## What is required
Leave the pictures out and transcribe every record exactly.

## Source material
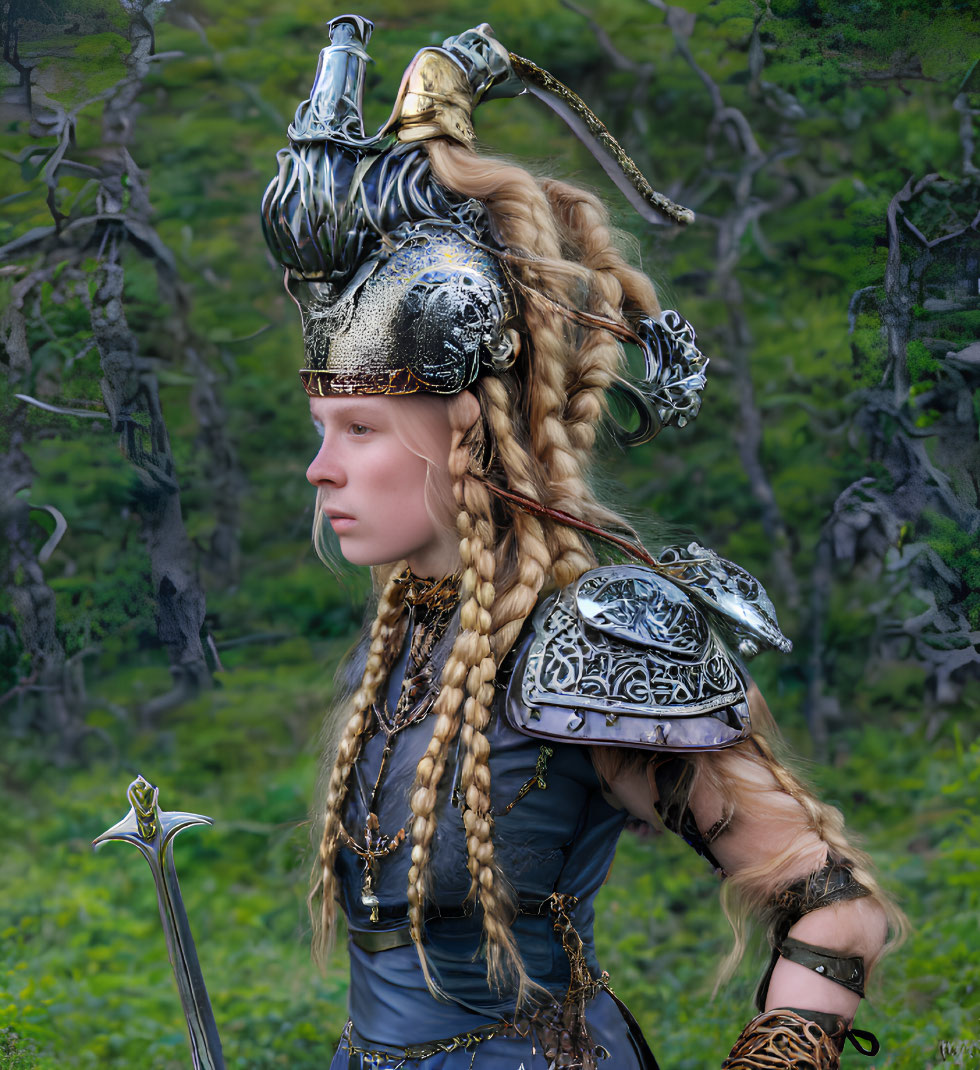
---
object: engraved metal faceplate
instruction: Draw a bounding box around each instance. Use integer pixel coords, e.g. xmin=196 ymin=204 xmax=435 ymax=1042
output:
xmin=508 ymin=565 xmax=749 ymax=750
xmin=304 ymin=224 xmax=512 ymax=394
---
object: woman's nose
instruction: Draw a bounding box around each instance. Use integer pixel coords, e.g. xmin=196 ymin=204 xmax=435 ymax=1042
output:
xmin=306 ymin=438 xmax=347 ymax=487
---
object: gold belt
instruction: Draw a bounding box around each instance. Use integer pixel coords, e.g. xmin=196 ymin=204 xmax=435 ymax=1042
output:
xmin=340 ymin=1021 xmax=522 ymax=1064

## The answer
---
object: engraved metal faceplate
instruction: Draw a bounding box around each instance. Use integer pixel coords, e.g. xmin=196 ymin=204 xmax=435 ymax=1042
output:
xmin=508 ymin=565 xmax=749 ymax=750
xmin=304 ymin=224 xmax=512 ymax=394
---
object: woman's nose
instruction: Draw a bounding box around each instance. Use integer pixel coords, e.g. xmin=196 ymin=204 xmax=435 ymax=1042
output:
xmin=306 ymin=438 xmax=347 ymax=487
---
object: gold belt
instruction: Draw a bounding box around each instance. Use integer pixel coords, e.g. xmin=196 ymin=204 xmax=435 ymax=1042
output:
xmin=340 ymin=1021 xmax=522 ymax=1064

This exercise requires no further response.